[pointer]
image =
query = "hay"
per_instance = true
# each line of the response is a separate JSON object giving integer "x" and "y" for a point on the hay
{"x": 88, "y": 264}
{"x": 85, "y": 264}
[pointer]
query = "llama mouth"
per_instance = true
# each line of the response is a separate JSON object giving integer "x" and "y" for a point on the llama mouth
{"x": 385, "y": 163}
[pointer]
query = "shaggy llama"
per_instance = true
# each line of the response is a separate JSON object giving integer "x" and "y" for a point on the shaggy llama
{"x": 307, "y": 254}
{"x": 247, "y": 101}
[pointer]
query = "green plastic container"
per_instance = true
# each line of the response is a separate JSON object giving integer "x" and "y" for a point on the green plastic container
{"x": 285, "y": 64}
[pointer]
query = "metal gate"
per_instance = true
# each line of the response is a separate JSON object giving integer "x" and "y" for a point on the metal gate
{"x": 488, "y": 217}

---*---

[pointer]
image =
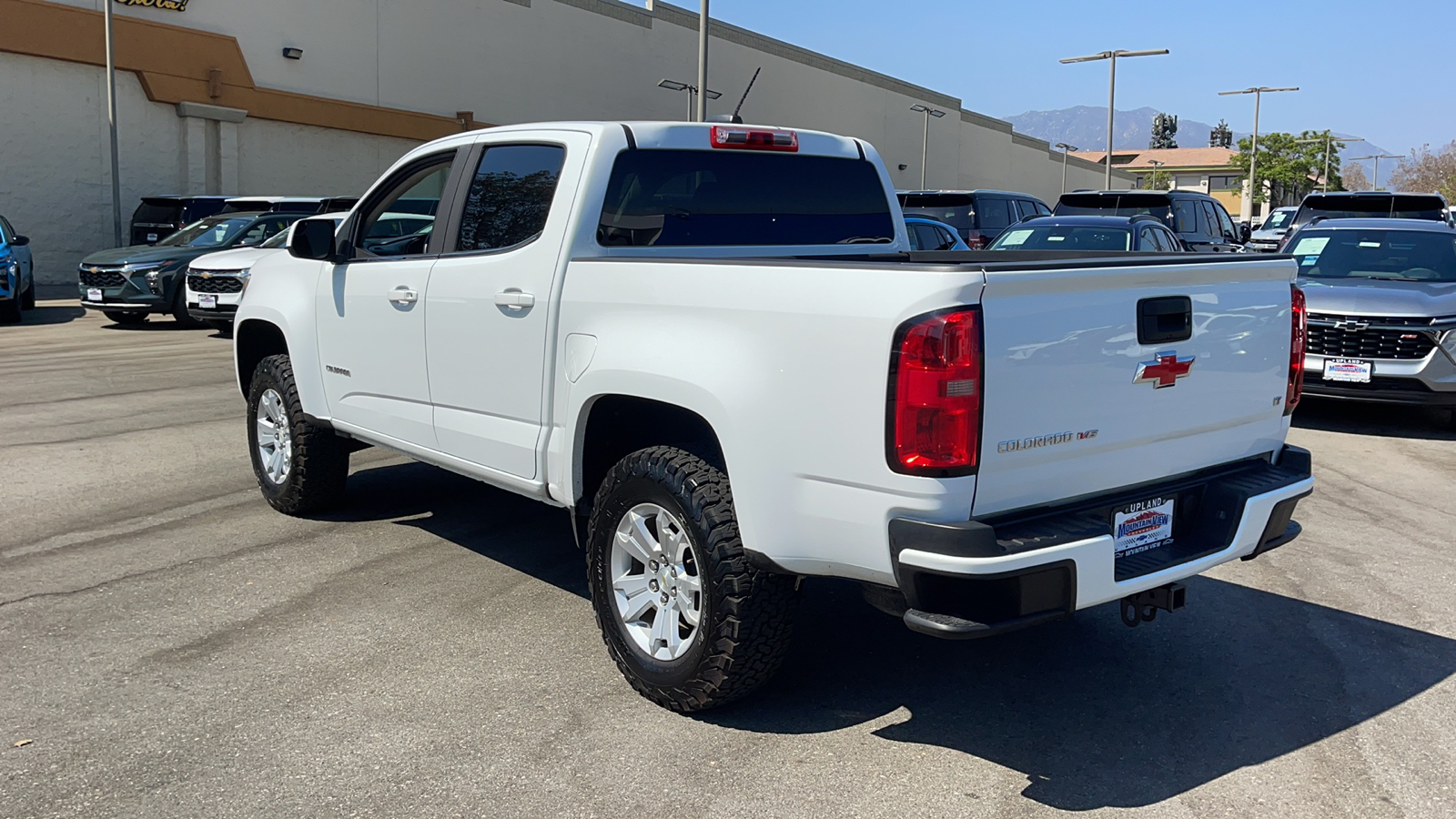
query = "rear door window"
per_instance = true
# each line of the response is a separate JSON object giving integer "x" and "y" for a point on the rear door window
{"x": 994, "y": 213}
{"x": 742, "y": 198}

---*---

Return each line above that contains the word "metal".

### [Answer to the task]
query = "metal gate"
# each line of the response is a separate JSON object giving integer "x" and "y" for a point on the metal gate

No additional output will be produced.